-- begin EXTRACTED MATERIAL --
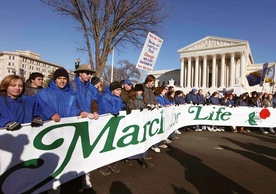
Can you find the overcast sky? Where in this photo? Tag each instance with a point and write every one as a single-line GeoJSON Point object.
{"type": "Point", "coordinates": [31, 25]}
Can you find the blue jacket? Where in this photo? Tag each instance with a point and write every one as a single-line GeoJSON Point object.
{"type": "Point", "coordinates": [162, 100]}
{"type": "Point", "coordinates": [85, 94]}
{"type": "Point", "coordinates": [214, 101]}
{"type": "Point", "coordinates": [192, 98]}
{"type": "Point", "coordinates": [179, 100]}
{"type": "Point", "coordinates": [201, 99]}
{"type": "Point", "coordinates": [109, 103]}
{"type": "Point", "coordinates": [21, 110]}
{"type": "Point", "coordinates": [54, 100]}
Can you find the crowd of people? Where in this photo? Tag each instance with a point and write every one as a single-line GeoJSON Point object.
{"type": "Point", "coordinates": [28, 102]}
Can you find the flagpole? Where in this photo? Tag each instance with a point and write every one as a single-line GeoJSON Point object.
{"type": "Point", "coordinates": [112, 64]}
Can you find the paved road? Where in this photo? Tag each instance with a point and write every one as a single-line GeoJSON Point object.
{"type": "Point", "coordinates": [198, 162]}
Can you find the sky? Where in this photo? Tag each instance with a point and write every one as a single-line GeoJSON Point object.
{"type": "Point", "coordinates": [32, 25]}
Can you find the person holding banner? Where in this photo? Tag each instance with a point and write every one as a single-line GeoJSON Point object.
{"type": "Point", "coordinates": [267, 102]}
{"type": "Point", "coordinates": [136, 102]}
{"type": "Point", "coordinates": [59, 100]}
{"type": "Point", "coordinates": [148, 94]}
{"type": "Point", "coordinates": [17, 108]}
{"type": "Point", "coordinates": [111, 102]}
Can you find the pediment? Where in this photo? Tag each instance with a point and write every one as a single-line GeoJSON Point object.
{"type": "Point", "coordinates": [212, 42]}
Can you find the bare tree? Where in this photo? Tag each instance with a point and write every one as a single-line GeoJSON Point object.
{"type": "Point", "coordinates": [126, 70]}
{"type": "Point", "coordinates": [107, 24]}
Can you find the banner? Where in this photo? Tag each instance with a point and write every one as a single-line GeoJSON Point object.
{"type": "Point", "coordinates": [267, 74]}
{"type": "Point", "coordinates": [149, 53]}
{"type": "Point", "coordinates": [264, 72]}
{"type": "Point", "coordinates": [270, 74]}
{"type": "Point", "coordinates": [36, 159]}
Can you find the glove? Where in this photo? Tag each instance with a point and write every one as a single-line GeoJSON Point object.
{"type": "Point", "coordinates": [127, 109]}
{"type": "Point", "coordinates": [115, 115]}
{"type": "Point", "coordinates": [37, 122]}
{"type": "Point", "coordinates": [13, 126]}
{"type": "Point", "coordinates": [150, 106]}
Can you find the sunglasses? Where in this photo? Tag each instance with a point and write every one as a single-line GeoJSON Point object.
{"type": "Point", "coordinates": [88, 73]}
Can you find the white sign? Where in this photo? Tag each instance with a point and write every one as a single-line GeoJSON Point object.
{"type": "Point", "coordinates": [149, 53]}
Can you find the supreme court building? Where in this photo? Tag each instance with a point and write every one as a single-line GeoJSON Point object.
{"type": "Point", "coordinates": [214, 64]}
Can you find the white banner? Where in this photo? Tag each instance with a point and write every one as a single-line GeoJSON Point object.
{"type": "Point", "coordinates": [36, 159]}
{"type": "Point", "coordinates": [264, 72]}
{"type": "Point", "coordinates": [149, 53]}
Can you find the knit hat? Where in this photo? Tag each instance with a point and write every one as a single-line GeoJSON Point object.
{"type": "Point", "coordinates": [194, 90]}
{"type": "Point", "coordinates": [128, 82]}
{"type": "Point", "coordinates": [115, 85]}
{"type": "Point", "coordinates": [61, 72]}
{"type": "Point", "coordinates": [139, 87]}
{"type": "Point", "coordinates": [85, 68]}
{"type": "Point", "coordinates": [95, 80]}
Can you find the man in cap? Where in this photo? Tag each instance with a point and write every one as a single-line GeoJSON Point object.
{"type": "Point", "coordinates": [127, 88]}
{"type": "Point", "coordinates": [86, 95]}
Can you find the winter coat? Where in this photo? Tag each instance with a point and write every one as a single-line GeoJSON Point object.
{"type": "Point", "coordinates": [136, 103]}
{"type": "Point", "coordinates": [241, 102]}
{"type": "Point", "coordinates": [54, 100]}
{"type": "Point", "coordinates": [214, 101]}
{"type": "Point", "coordinates": [192, 98]}
{"type": "Point", "coordinates": [109, 103]}
{"type": "Point", "coordinates": [201, 99]}
{"type": "Point", "coordinates": [179, 100]}
{"type": "Point", "coordinates": [29, 90]}
{"type": "Point", "coordinates": [85, 94]}
{"type": "Point", "coordinates": [162, 100]}
{"type": "Point", "coordinates": [22, 110]}
{"type": "Point", "coordinates": [148, 96]}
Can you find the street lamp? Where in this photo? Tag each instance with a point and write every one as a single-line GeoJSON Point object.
{"type": "Point", "coordinates": [13, 70]}
{"type": "Point", "coordinates": [77, 63]}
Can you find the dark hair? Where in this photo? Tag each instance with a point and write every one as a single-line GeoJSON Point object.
{"type": "Point", "coordinates": [169, 96]}
{"type": "Point", "coordinates": [150, 78]}
{"type": "Point", "coordinates": [35, 75]}
{"type": "Point", "coordinates": [7, 81]}
{"type": "Point", "coordinates": [157, 91]}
-- end EXTRACTED MATERIAL --
WHAT YOU SHOULD DO: Exactly reproduce each record, leaving out any pictures.

TASK OUTPUT:
Can you find the overcast sky? Where in this photo? Tag each instance with a point and write every one as a single-line GeoJSON Point object.
{"type": "Point", "coordinates": [31, 25]}
Can you find the blue jacket? Where in this photo? Tag each instance with a point and write every one as a single-line GeoJSON Point object.
{"type": "Point", "coordinates": [162, 100]}
{"type": "Point", "coordinates": [85, 94]}
{"type": "Point", "coordinates": [214, 101]}
{"type": "Point", "coordinates": [192, 98]}
{"type": "Point", "coordinates": [179, 100]}
{"type": "Point", "coordinates": [201, 99]}
{"type": "Point", "coordinates": [109, 103]}
{"type": "Point", "coordinates": [21, 110]}
{"type": "Point", "coordinates": [54, 100]}
Can you find the crowd of people? Where in this photo? Tag each instance with a point and write every one as a single-line GeoJSON Point object.
{"type": "Point", "coordinates": [28, 102]}
Can you find the flagpole? Where in this photo? Tag each instance with a point and write every one as a single-line GeoJSON Point object.
{"type": "Point", "coordinates": [112, 64]}
Can you find the paved road? Where in this photo? Tag each instance with a point and write every one as a single-line GeoJSON Point object.
{"type": "Point", "coordinates": [198, 162]}
Can you find the sky? Where in this photo? Tag each instance with a point and write every one as a single-line GeoJSON Point object.
{"type": "Point", "coordinates": [32, 25]}
Can you find the person holding banner? Where in this photo? Tag each instance with a point and write every one as a single-line GeoJSON Point object.
{"type": "Point", "coordinates": [267, 102]}
{"type": "Point", "coordinates": [136, 102]}
{"type": "Point", "coordinates": [59, 100]}
{"type": "Point", "coordinates": [148, 94]}
{"type": "Point", "coordinates": [17, 108]}
{"type": "Point", "coordinates": [111, 102]}
Can you find the pediment? Where in this photo? Tag each instance with a point and write every one as a single-line GeoJSON Point object.
{"type": "Point", "coordinates": [212, 42]}
Can you find the bare tree? Where in this photo? Tag each instance with a point and write every one as a single-line GeoJSON Point object.
{"type": "Point", "coordinates": [126, 70]}
{"type": "Point", "coordinates": [107, 24]}
Can you find the banner? Where in this photo? Tag each instance with a point and write every one as a single-line GeoJSON Point object.
{"type": "Point", "coordinates": [267, 74]}
{"type": "Point", "coordinates": [149, 53]}
{"type": "Point", "coordinates": [264, 72]}
{"type": "Point", "coordinates": [270, 74]}
{"type": "Point", "coordinates": [36, 159]}
Can you find the glove? Where in this photo? Tag each instance with a point and write every one as a single-line GeoJSON Point object.
{"type": "Point", "coordinates": [127, 109]}
{"type": "Point", "coordinates": [115, 115]}
{"type": "Point", "coordinates": [37, 122]}
{"type": "Point", "coordinates": [13, 126]}
{"type": "Point", "coordinates": [150, 106]}
Can you find the sunglasses? Where in this photo? Tag each instance with a point and write every one as a single-line GeoJSON Point object.
{"type": "Point", "coordinates": [88, 73]}
Can you find the white sign? Where in this photo? Tag each instance with a point and write every one as a single-line GeoJSON Point object.
{"type": "Point", "coordinates": [149, 53]}
Can you find the supreme court building? Where in this photo? Tag each instance with a point and write every one as a single-line GeoJSON Point object.
{"type": "Point", "coordinates": [214, 64]}
Can you find the white banner? Where in this photo? Tag each instance with a point and write every one as a single-line GeoJSON Point object.
{"type": "Point", "coordinates": [36, 159]}
{"type": "Point", "coordinates": [264, 72]}
{"type": "Point", "coordinates": [149, 53]}
Can you find the knit hat? Where in this photo? Tag each instance with a point and write every one as a single-line GeoJSON Point object.
{"type": "Point", "coordinates": [194, 90]}
{"type": "Point", "coordinates": [128, 82]}
{"type": "Point", "coordinates": [115, 85]}
{"type": "Point", "coordinates": [61, 72]}
{"type": "Point", "coordinates": [139, 87]}
{"type": "Point", "coordinates": [85, 68]}
{"type": "Point", "coordinates": [95, 80]}
Can you find the man in cap? Where in this photo? Tag each instance with a point and write every one as a single-line GeoJSON Point object.
{"type": "Point", "coordinates": [127, 88]}
{"type": "Point", "coordinates": [86, 95]}
Can you find the winter coat? Where in this photo? Tag each instance with a point and write every one as a single-line GeoJSON Point object.
{"type": "Point", "coordinates": [136, 103]}
{"type": "Point", "coordinates": [241, 102]}
{"type": "Point", "coordinates": [54, 100]}
{"type": "Point", "coordinates": [214, 101]}
{"type": "Point", "coordinates": [192, 98]}
{"type": "Point", "coordinates": [109, 103]}
{"type": "Point", "coordinates": [201, 99]}
{"type": "Point", "coordinates": [179, 100]}
{"type": "Point", "coordinates": [29, 90]}
{"type": "Point", "coordinates": [85, 94]}
{"type": "Point", "coordinates": [162, 100]}
{"type": "Point", "coordinates": [22, 110]}
{"type": "Point", "coordinates": [148, 96]}
Can you find the street lamp? Where in this photo? Tag each instance with a point and write every one as a single-line GeoJSON Point object.
{"type": "Point", "coordinates": [13, 70]}
{"type": "Point", "coordinates": [77, 63]}
Can you find the dark hair? Where in this photo? Tag each instance with a point and write every one as a single-line GeoJSON Point object.
{"type": "Point", "coordinates": [169, 96]}
{"type": "Point", "coordinates": [150, 78]}
{"type": "Point", "coordinates": [35, 75]}
{"type": "Point", "coordinates": [7, 81]}
{"type": "Point", "coordinates": [157, 91]}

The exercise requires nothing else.